(Raw records)
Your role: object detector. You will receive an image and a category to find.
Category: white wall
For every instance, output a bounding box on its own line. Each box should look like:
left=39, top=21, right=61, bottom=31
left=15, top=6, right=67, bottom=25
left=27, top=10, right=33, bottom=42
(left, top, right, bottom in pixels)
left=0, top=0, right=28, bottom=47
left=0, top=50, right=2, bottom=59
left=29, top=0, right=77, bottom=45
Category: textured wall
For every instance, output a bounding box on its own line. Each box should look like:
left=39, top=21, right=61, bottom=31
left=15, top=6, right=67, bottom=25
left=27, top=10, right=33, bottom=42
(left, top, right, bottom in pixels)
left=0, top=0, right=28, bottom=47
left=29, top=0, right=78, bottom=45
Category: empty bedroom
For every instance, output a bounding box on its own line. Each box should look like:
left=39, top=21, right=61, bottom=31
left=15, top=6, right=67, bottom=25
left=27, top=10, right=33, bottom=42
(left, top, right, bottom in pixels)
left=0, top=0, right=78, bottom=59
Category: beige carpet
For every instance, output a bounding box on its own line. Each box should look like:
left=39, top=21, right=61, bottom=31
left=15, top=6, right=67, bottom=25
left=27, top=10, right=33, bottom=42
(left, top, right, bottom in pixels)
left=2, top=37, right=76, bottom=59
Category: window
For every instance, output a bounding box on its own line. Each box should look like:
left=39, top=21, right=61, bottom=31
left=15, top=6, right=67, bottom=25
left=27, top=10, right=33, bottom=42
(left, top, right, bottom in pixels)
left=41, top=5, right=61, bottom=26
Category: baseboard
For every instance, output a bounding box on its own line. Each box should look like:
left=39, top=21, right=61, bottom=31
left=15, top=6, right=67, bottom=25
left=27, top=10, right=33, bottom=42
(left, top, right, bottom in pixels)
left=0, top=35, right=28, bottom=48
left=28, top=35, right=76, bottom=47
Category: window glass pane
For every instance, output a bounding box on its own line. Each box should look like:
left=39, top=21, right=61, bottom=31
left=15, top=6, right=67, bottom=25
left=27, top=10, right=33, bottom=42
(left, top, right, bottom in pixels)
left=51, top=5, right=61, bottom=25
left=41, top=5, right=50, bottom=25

▶ _Exercise directions_: Rewrite the lines from the start of the raw records through the line containing "left=0, top=0, right=78, bottom=59", inclusive, changing "bounding box" to "rectangle" and leaving everything else as it is.

▶ _Solution for this problem_:
Your role: object detector. You will receive an image and a category to find.
Category: white wall
For every instance, output a rectangle on its own line. Each box should look like:
left=39, top=21, right=61, bottom=31
left=15, top=6, right=67, bottom=25
left=27, top=10, right=33, bottom=42
(left, top, right, bottom in pixels)
left=0, top=0, right=28, bottom=47
left=0, top=50, right=2, bottom=59
left=29, top=0, right=77, bottom=45
Category: textured wall
For every instance, output a rectangle on its own line. Each box should look like:
left=39, top=21, right=61, bottom=31
left=15, top=6, right=67, bottom=25
left=27, top=10, right=33, bottom=42
(left, top, right, bottom in pixels)
left=0, top=0, right=28, bottom=47
left=29, top=0, right=78, bottom=45
Category: empty bedroom
For every instance, output a rectangle on its own line. Each box should look like:
left=39, top=21, right=61, bottom=31
left=15, top=6, right=67, bottom=25
left=27, top=10, right=33, bottom=42
(left, top, right, bottom in pixels)
left=0, top=0, right=78, bottom=59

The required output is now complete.